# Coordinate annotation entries
────────────────

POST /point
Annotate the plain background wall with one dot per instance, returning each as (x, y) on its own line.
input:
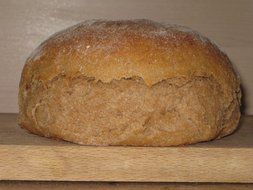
(24, 24)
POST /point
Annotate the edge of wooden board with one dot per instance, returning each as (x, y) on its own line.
(132, 164)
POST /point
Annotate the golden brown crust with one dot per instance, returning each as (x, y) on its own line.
(149, 54)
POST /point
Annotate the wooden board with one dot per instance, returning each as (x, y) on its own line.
(25, 156)
(25, 24)
(31, 185)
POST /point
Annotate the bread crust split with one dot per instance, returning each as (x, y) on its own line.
(131, 83)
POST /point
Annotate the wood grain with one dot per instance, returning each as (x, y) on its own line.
(24, 24)
(27, 185)
(28, 157)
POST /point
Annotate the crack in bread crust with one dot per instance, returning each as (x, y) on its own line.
(127, 111)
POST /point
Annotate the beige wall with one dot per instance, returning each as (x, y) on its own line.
(26, 23)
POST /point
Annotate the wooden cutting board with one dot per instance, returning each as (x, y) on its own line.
(25, 156)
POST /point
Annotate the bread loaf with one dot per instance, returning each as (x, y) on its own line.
(129, 82)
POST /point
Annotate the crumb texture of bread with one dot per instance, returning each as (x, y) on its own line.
(131, 83)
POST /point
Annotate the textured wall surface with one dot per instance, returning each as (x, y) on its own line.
(25, 24)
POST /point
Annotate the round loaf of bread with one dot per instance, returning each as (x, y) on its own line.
(129, 82)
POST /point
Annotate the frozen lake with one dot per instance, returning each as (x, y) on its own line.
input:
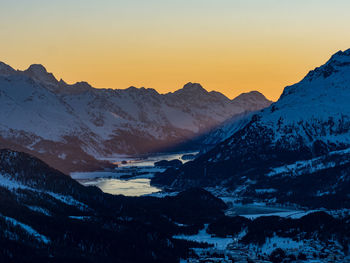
(131, 178)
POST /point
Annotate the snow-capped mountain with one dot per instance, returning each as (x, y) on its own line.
(282, 148)
(70, 126)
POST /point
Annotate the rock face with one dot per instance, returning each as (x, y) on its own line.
(70, 126)
(279, 151)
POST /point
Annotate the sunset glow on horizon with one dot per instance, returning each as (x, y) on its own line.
(231, 46)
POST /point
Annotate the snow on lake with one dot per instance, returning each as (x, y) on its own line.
(132, 187)
(131, 178)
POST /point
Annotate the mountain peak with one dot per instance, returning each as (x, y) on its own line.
(193, 87)
(37, 68)
(5, 69)
(39, 73)
(338, 62)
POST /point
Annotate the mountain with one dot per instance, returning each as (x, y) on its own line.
(296, 150)
(73, 126)
(46, 216)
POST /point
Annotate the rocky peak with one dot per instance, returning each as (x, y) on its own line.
(39, 73)
(6, 70)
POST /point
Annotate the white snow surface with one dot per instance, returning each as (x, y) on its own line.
(35, 107)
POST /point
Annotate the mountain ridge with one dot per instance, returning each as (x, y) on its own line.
(285, 146)
(46, 117)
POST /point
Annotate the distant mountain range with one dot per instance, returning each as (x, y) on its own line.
(297, 150)
(72, 126)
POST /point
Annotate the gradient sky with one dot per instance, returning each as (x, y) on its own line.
(232, 46)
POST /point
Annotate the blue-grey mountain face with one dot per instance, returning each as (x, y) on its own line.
(296, 148)
(71, 126)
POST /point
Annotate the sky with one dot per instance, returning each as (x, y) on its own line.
(231, 46)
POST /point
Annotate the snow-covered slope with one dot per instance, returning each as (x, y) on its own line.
(71, 125)
(310, 120)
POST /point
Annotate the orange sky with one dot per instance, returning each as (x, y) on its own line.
(231, 46)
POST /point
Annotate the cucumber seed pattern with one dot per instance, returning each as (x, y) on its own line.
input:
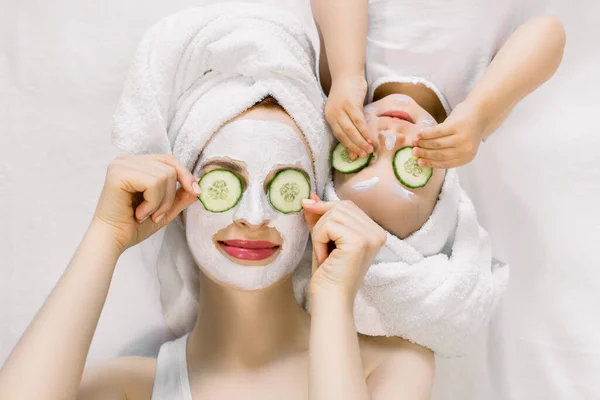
(218, 190)
(345, 156)
(289, 191)
(412, 167)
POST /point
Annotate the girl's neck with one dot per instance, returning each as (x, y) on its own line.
(246, 329)
(420, 93)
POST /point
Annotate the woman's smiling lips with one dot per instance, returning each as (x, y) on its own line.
(398, 114)
(249, 250)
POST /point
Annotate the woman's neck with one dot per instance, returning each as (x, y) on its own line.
(246, 329)
(420, 93)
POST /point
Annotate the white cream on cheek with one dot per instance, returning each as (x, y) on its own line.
(400, 191)
(262, 146)
(390, 139)
(366, 184)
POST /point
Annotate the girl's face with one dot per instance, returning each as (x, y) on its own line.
(393, 123)
(252, 245)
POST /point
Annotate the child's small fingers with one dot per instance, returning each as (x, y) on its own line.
(341, 136)
(435, 155)
(457, 162)
(433, 133)
(358, 142)
(435, 144)
(358, 119)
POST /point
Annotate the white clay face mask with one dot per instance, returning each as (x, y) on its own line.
(262, 146)
(402, 99)
(366, 184)
(390, 139)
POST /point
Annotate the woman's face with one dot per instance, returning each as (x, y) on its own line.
(393, 123)
(250, 246)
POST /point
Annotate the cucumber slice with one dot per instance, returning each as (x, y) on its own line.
(341, 160)
(221, 190)
(287, 190)
(408, 171)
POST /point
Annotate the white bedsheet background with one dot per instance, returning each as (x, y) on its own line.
(536, 185)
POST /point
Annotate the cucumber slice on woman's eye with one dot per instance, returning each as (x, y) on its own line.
(408, 171)
(221, 190)
(341, 161)
(287, 190)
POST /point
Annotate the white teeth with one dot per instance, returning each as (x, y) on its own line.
(364, 185)
(401, 191)
(369, 110)
(390, 139)
(402, 98)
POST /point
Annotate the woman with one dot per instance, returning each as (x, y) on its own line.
(250, 338)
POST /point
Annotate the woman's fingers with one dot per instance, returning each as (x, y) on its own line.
(357, 143)
(436, 144)
(181, 201)
(169, 199)
(185, 177)
(435, 155)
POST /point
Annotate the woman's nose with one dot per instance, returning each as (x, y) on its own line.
(253, 212)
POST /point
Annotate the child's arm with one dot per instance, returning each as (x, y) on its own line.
(342, 26)
(529, 58)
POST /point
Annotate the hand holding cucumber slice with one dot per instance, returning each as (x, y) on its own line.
(408, 171)
(221, 190)
(287, 190)
(341, 160)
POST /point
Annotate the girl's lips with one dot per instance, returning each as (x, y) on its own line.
(398, 114)
(250, 250)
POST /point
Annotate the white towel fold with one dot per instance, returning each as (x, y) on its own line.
(193, 72)
(438, 287)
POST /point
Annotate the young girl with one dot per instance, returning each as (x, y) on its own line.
(459, 59)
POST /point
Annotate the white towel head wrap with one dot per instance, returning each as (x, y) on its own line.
(193, 72)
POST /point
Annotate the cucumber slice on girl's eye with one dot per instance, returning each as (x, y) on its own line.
(408, 171)
(221, 190)
(341, 160)
(287, 190)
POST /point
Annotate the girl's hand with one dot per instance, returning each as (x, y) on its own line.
(140, 196)
(344, 112)
(345, 241)
(452, 143)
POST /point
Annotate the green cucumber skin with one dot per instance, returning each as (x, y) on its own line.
(357, 169)
(236, 202)
(400, 178)
(274, 180)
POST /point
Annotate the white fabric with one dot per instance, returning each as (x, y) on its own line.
(444, 44)
(439, 286)
(193, 72)
(171, 380)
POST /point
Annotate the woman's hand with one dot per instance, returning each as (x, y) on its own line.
(140, 196)
(355, 239)
(344, 112)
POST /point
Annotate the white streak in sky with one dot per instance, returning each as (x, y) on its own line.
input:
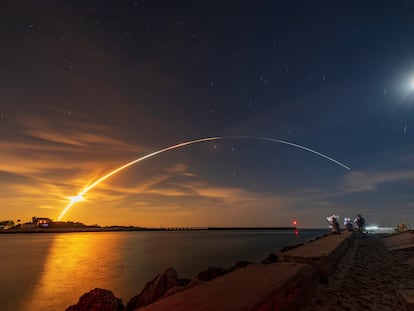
(94, 184)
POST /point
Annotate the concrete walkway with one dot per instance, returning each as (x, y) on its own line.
(286, 285)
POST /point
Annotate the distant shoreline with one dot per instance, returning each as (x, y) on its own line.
(124, 229)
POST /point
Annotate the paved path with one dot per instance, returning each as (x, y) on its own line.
(369, 278)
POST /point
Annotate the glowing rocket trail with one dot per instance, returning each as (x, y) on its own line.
(79, 197)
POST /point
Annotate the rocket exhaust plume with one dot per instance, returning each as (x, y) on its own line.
(79, 196)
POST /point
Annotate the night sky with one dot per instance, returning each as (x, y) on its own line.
(87, 86)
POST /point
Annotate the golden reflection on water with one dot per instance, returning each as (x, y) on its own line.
(76, 264)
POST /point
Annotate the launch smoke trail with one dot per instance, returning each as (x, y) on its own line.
(79, 197)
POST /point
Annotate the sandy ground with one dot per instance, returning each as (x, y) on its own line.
(369, 278)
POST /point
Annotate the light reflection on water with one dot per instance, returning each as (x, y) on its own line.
(71, 264)
(75, 264)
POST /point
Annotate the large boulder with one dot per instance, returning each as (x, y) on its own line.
(98, 300)
(154, 289)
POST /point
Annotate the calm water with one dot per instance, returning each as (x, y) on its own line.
(51, 271)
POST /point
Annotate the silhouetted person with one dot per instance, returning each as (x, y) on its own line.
(335, 226)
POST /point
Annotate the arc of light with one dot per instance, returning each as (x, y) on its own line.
(79, 197)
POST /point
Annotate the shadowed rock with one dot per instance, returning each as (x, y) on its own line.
(239, 264)
(211, 273)
(270, 259)
(155, 289)
(98, 300)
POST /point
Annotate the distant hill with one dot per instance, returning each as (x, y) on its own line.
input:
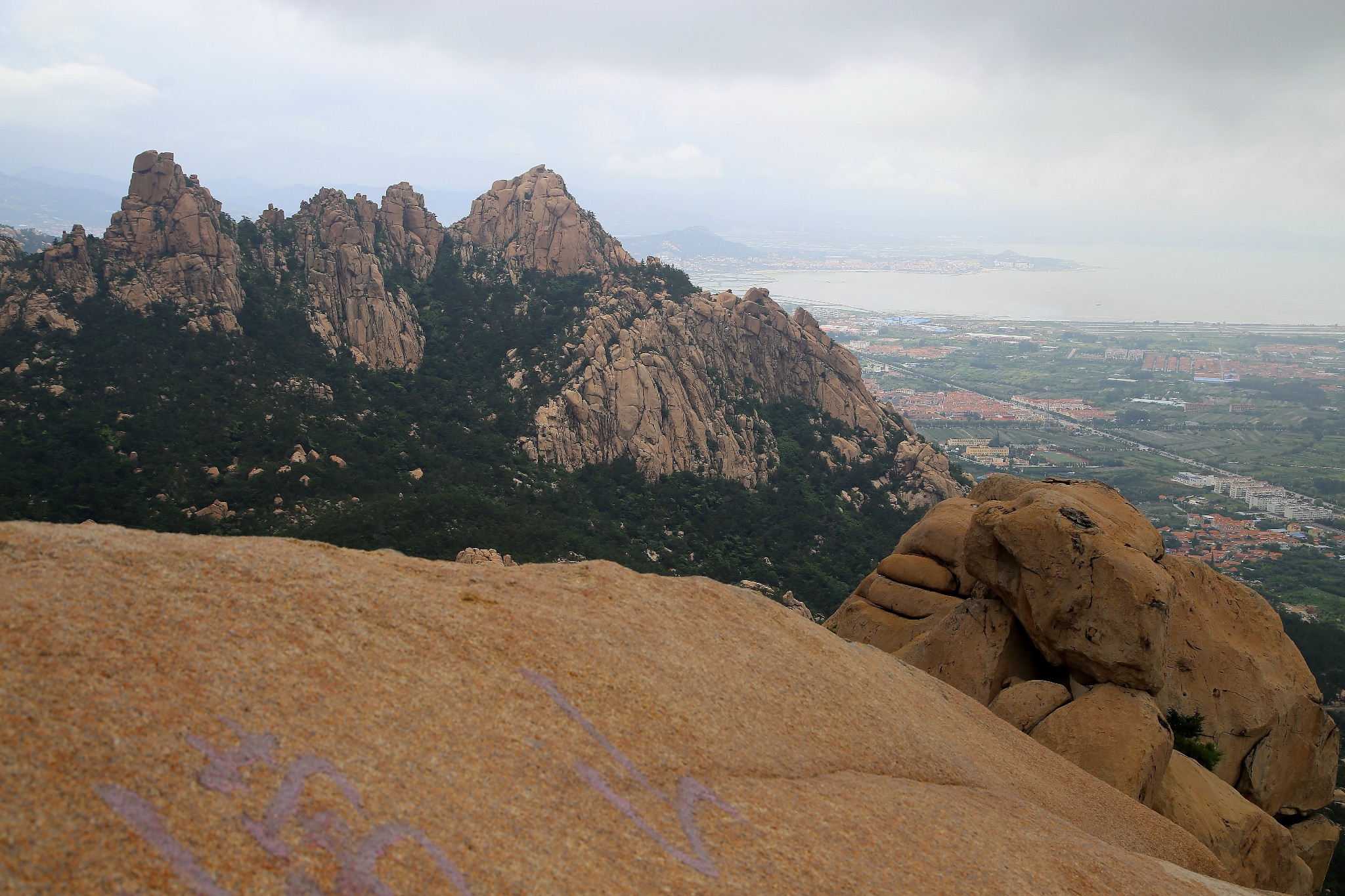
(693, 242)
(29, 240)
(50, 207)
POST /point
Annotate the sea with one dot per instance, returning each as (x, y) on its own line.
(1118, 282)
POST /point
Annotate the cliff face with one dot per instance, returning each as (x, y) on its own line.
(535, 223)
(412, 234)
(165, 246)
(342, 246)
(349, 303)
(661, 379)
(66, 273)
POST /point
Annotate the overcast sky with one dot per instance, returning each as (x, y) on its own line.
(1206, 120)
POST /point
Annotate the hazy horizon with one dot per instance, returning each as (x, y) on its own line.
(1180, 125)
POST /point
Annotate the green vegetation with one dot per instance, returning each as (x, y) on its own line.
(148, 408)
(1187, 734)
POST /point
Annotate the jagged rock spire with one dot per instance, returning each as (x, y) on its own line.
(535, 222)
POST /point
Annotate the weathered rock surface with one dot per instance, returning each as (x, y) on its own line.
(1103, 603)
(657, 379)
(66, 273)
(864, 622)
(245, 715)
(974, 648)
(942, 535)
(654, 379)
(1026, 703)
(1088, 599)
(349, 303)
(917, 571)
(165, 245)
(412, 233)
(1114, 734)
(1231, 660)
(535, 223)
(1255, 849)
(489, 557)
(1314, 842)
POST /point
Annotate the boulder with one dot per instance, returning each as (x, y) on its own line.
(1105, 505)
(487, 557)
(215, 512)
(1088, 599)
(535, 222)
(942, 535)
(1231, 661)
(974, 647)
(1256, 851)
(1026, 703)
(906, 601)
(169, 244)
(794, 605)
(1314, 842)
(1114, 734)
(860, 621)
(257, 715)
(917, 571)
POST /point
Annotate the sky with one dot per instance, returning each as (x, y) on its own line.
(1204, 121)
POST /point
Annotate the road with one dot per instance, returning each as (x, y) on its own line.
(1106, 435)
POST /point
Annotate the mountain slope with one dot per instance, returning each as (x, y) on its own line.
(690, 244)
(431, 360)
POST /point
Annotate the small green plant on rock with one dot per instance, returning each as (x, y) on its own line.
(1187, 733)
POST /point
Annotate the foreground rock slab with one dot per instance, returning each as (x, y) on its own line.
(197, 715)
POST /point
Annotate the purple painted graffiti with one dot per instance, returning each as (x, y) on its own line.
(685, 802)
(221, 773)
(359, 876)
(284, 805)
(143, 819)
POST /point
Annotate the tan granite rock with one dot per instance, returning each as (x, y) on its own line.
(535, 222)
(66, 274)
(1256, 851)
(917, 571)
(1231, 660)
(1026, 703)
(66, 265)
(975, 647)
(167, 245)
(1114, 734)
(412, 233)
(1314, 842)
(864, 622)
(942, 535)
(265, 715)
(1088, 599)
(349, 303)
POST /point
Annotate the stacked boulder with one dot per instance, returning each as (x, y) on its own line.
(1055, 605)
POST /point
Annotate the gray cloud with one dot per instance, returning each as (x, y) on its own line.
(1082, 117)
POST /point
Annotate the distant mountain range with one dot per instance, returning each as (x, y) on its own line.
(692, 242)
(51, 200)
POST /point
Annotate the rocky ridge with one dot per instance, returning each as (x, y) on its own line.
(535, 222)
(659, 379)
(268, 714)
(671, 382)
(1055, 605)
(167, 245)
(337, 246)
(66, 273)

────────────────

# Direction
Count the lines in the entries above that contain the word "light". Give only the number.

# Worked solution
2